Please reproduce, word for word, the lines in the entries below from the one containing "Segment the sofa" through the one containing "51 265 L 38", including both of those lines.

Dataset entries
####################
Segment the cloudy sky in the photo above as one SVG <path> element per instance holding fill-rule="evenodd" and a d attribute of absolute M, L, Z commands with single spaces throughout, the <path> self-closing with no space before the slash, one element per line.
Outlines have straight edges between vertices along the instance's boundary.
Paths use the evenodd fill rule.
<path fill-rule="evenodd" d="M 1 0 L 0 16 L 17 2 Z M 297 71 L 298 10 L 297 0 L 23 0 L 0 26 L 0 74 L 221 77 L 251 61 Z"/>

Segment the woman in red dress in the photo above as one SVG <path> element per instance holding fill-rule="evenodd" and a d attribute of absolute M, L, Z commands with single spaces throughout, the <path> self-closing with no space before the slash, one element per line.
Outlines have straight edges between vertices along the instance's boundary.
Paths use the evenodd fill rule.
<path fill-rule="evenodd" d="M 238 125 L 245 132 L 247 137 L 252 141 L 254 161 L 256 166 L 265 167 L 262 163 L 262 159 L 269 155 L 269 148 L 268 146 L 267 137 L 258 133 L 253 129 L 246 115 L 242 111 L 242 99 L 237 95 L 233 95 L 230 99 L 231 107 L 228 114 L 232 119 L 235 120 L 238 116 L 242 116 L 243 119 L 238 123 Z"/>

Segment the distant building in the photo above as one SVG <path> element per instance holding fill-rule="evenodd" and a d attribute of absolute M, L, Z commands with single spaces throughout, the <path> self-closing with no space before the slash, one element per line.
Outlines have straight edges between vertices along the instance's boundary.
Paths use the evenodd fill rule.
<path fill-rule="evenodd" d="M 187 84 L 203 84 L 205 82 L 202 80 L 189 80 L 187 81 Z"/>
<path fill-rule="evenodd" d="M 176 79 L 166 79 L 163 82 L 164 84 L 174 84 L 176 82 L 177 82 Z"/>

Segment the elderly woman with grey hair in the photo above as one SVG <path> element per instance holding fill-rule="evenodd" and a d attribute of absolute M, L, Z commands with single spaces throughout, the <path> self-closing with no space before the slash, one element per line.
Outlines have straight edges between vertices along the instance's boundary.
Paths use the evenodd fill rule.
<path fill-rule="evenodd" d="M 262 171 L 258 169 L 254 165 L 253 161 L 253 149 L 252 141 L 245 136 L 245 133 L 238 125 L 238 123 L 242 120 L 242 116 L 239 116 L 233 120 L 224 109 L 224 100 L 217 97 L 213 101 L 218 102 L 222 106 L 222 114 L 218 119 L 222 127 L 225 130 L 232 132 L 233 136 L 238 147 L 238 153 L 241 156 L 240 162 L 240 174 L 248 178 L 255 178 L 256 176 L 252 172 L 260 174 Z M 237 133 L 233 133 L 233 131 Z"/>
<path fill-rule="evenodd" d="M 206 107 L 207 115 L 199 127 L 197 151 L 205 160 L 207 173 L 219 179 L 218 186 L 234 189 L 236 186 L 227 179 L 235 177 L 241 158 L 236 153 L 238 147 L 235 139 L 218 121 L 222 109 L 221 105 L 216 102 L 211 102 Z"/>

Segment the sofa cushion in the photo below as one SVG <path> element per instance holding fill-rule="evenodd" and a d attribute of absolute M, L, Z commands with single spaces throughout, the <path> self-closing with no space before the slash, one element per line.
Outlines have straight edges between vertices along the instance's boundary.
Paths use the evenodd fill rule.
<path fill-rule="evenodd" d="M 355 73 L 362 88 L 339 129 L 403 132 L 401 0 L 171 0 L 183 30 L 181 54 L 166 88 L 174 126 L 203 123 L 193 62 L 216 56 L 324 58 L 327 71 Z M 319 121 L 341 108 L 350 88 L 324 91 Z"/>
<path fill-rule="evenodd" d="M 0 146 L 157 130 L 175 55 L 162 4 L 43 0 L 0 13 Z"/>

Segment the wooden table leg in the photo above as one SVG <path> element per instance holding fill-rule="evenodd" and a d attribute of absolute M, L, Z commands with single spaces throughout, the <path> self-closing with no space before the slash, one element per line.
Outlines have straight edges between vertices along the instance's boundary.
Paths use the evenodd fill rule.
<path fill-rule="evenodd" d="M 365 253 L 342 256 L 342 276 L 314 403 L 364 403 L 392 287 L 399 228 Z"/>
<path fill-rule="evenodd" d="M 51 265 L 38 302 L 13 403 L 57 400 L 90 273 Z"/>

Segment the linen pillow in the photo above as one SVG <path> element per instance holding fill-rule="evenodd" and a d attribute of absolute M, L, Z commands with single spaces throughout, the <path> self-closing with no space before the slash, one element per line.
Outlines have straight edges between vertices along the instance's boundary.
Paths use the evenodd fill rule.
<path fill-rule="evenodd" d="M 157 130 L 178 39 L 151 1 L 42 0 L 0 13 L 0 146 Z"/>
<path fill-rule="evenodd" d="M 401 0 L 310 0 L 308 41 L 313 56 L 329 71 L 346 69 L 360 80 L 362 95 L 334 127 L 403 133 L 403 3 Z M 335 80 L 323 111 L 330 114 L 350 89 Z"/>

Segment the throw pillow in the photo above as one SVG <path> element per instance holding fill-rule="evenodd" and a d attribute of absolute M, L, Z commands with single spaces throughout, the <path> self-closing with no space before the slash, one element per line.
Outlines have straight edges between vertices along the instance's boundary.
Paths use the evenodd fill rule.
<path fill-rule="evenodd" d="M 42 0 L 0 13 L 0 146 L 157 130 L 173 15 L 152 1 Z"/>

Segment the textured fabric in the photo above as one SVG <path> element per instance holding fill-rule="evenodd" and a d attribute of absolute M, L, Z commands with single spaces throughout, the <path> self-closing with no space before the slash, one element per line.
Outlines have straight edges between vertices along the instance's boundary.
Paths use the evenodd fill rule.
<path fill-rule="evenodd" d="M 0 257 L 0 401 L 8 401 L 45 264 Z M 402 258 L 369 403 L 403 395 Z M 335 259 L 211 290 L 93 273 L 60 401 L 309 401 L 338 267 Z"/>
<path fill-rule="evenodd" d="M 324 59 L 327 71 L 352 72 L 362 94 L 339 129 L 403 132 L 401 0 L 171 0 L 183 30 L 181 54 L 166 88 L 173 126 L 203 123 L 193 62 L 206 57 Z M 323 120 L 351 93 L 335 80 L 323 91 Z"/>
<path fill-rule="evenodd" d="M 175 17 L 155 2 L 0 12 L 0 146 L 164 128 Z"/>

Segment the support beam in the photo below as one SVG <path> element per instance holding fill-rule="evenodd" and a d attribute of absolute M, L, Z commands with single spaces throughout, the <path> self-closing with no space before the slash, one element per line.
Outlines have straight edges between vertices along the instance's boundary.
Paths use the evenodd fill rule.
####################
OUTPUT OF THE TASK:
Segment the sofa cushion in the photo below as one SVG <path> element per instance holding fill-rule="evenodd" and a d attribute of absolute M, L, Z commands with single spaces throughout, the <path> self-closing with no space before the slash, one element per line.
Outlines have straight edges between vertices along the instance's boundary.
Paths use the evenodd fill rule.
<path fill-rule="evenodd" d="M 355 73 L 362 88 L 339 129 L 403 132 L 401 0 L 171 0 L 183 30 L 181 54 L 166 88 L 174 126 L 203 123 L 193 62 L 216 56 L 324 58 L 327 71 Z M 319 121 L 341 108 L 350 88 L 324 91 Z"/>
<path fill-rule="evenodd" d="M 0 146 L 157 130 L 175 55 L 162 4 L 43 0 L 0 13 Z"/>

Segment the wooden table leg in the photo above as one SVG <path> element per instance holding fill-rule="evenodd" and a d attribute of absolute M, L, Z commands with single spaces throughout, the <path> self-closing with no space before the slash, one element per line.
Outlines have straight edges between vertices along the instance's boundary.
Paths use the evenodd fill rule.
<path fill-rule="evenodd" d="M 365 253 L 342 256 L 342 276 L 314 403 L 364 403 L 392 287 L 399 228 Z"/>
<path fill-rule="evenodd" d="M 51 265 L 38 302 L 13 403 L 57 400 L 90 273 Z"/>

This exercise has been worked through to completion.